Stated problem 1: Return the portion of the C++ Unicode conversion thread from "But the function" up to and including "web pages, etc...)", copied word for word.

*** Passage provided

Search code examples
c++stringunicodeunicode-string

std::string conversion to char32_t (unicode characters)


I need to read a file using fstream in C++ that has ASCII as well as Unicode characters using the getline function.
But the function uses only std::string and these simple strings' characters can not be converted into char32_t so that I can compare them with Unicode characters. So please could any one give any fix.


Solution

  • char32_t corresponds to UTF-32 encoding, which is almost never used (and often poorly supported). Are you sure that your file is encoded in UTF-32?

    If you are sure, then you need to use std::u32string to store your string. For reading, you can use std::basic_stringstream<char32_t> for instance. However, please note that these types are generally poorly supported.

    Unicode is generally encoded using:

    • UTF-8 in text files (and web pages, etc...)

    • A platform-specific 16-bit or 32-bit encoding in programs, using type wchar_t

    So generally, universally encoded files are in UTF-8. They use a variable number of bytes for encoding characters, from 1(ASCII characters) to 4. This means you cannot directly test the individual chars using a std::string

    For this, you need to convert the UTF-8 string to wchar_t string, stored in a std::wstring.

    For this, use a converter defined like this:

    std::wstring_convert<std::codecvt_utf8<wchar_t> > converter;
    

    And convert like that:

    std::wstring unicodeString = converter.from_bytes(utf8String);
    

    You can then access the individual unicode characters. Don't forget to put a "L" before each string literals, to make it a unicode string literal. For instance:

    if(unicodeString[i]==L'仮')
    {
        info("this is some japanese character");
    }

******
*** Records supplied

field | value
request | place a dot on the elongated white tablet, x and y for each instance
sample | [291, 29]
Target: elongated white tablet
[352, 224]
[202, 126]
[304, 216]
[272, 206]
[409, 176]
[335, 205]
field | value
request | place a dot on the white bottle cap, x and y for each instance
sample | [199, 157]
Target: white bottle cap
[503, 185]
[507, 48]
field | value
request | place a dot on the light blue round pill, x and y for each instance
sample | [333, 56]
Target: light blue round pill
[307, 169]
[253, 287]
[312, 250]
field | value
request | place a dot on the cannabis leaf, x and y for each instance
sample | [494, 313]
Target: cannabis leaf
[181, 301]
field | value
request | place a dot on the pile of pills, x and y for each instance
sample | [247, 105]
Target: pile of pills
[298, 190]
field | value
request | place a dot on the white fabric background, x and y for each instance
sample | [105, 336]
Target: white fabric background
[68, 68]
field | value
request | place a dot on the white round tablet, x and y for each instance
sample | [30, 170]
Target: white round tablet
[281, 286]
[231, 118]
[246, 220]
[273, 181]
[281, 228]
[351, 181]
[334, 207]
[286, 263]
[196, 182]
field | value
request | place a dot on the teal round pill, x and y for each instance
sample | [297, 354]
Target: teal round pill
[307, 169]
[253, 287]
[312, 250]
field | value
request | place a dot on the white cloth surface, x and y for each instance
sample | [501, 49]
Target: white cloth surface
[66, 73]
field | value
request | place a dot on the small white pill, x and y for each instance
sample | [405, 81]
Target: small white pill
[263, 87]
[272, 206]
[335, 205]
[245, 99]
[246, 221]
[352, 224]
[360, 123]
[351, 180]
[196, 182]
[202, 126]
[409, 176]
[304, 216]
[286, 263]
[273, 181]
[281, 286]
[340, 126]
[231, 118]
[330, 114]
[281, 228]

******

Stated problem 2: Select each line of the rows that contains the string "request".

Expected output 1:
But the function uses only std::string and these simple strings' characters can not be converted into char32_t so that I can compare them with Unicode characters. So please could any one give any fix.


Solution

  • char32_t corresponds to UTF-32 encoding, which is almost never used (and often poorly supported). Are you sure that your file is encoded in UTF-32?

    If you are sure, then you need to use std::u32string to store your string. For reading, you can use std::basic_stringstream<char32_t> for instance. However, please note that these types are generally poorly supported.

    Unicode is generally encoded using:

    • UTF-8 in text files (and web pages, etc...)

Expected output 2:
request | place a dot on the elongated white tablet, x and y for each instance
request | place a dot on the white bottle cap, x and y for each instance
request | place a dot on the light blue round pill, x and y for each instance
request | place a dot on the cannabis leaf, x and y for each instance
request | place a dot on the pile of pills, x and y for each instance
request | place a dot on the white fabric background, x and y for each instance
request | place a dot on the white round tablet, x and y for each instance
request | place a dot on the teal round pill, x and y for each instance
request | place a dot on the white cloth surface, x and y for each instance
request | place a dot on the small white pill, x and y for each instance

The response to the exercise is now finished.